* [TASK STATEMENT]
Which lines of the entries below contain the string "background"? Copy each one.

* [RECORDS]
* * * * *

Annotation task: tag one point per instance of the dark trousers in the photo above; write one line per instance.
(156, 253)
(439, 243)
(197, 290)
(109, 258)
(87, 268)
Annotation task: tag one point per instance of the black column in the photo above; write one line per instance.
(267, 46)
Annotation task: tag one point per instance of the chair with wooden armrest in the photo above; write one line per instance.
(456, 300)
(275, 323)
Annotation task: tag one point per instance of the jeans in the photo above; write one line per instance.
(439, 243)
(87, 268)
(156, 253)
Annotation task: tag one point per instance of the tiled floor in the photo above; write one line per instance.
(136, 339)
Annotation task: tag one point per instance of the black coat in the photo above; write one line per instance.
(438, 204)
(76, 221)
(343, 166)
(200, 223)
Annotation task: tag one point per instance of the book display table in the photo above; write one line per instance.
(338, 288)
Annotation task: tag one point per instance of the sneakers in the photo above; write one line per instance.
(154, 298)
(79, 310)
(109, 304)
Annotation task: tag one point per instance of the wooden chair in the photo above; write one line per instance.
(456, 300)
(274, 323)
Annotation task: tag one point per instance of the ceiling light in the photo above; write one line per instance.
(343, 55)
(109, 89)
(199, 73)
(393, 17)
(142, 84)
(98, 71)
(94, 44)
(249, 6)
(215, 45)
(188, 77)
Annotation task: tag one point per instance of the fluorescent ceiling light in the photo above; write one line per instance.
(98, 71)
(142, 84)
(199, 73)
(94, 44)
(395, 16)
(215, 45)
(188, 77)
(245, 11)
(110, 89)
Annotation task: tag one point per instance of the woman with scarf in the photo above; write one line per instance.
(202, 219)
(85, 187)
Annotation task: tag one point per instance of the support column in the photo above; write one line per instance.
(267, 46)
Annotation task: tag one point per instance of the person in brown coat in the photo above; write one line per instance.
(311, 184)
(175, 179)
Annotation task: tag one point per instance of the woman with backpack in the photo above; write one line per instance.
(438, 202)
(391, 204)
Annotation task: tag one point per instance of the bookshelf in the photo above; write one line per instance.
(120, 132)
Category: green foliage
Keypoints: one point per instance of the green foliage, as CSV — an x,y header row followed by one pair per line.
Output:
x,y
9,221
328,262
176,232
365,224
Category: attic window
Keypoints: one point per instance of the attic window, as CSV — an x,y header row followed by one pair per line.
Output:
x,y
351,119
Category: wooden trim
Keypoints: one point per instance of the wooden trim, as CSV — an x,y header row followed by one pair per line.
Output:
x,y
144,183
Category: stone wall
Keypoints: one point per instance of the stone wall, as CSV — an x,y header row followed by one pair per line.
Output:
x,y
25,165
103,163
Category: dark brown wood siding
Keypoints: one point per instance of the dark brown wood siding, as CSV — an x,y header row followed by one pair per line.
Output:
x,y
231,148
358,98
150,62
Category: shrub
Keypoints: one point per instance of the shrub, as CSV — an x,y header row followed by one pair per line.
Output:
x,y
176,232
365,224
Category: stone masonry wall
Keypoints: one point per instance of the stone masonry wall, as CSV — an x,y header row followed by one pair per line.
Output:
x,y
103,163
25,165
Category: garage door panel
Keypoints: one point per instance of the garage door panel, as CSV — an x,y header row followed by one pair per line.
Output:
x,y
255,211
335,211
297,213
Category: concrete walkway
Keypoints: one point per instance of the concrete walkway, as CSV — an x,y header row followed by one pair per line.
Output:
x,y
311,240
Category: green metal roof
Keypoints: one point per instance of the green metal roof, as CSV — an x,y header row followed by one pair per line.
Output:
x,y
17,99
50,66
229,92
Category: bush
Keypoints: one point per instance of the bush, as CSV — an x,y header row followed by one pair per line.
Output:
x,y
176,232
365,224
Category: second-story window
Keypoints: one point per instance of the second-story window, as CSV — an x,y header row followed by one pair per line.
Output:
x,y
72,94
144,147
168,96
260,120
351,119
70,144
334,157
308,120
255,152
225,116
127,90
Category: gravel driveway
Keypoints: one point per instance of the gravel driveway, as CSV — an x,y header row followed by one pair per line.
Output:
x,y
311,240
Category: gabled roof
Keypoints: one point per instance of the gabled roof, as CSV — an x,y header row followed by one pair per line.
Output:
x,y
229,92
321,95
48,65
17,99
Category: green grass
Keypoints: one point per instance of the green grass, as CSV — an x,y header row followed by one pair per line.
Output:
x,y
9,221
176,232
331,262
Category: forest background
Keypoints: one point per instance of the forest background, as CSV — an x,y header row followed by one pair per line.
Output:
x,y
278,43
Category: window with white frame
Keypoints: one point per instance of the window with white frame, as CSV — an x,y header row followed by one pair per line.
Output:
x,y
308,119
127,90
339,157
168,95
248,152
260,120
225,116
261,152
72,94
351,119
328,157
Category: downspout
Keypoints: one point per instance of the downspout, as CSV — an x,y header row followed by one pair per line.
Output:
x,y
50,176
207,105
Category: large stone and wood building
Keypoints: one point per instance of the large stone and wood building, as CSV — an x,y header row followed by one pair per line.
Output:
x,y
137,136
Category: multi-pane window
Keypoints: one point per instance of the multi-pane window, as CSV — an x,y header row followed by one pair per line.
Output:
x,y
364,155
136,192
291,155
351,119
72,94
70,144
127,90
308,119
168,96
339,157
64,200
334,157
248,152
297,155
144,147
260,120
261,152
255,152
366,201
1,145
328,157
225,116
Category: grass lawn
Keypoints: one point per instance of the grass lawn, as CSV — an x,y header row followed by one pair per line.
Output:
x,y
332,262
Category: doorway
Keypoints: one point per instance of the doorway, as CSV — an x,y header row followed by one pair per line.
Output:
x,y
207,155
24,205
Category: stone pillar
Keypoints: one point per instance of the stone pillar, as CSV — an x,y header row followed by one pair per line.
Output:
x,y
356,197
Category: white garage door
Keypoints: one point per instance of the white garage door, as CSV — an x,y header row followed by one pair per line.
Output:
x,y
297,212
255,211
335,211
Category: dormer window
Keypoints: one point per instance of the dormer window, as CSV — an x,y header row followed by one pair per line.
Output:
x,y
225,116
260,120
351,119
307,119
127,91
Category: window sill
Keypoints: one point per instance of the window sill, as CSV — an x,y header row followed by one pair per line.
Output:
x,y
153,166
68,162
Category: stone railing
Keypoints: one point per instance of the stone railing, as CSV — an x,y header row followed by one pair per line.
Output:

* * * * *

* [EXERCISE RESPONSE]
Category: forest background
Keypoints: one point per instance of the forest background, as CSV — an x,y header row followed by one pair per line.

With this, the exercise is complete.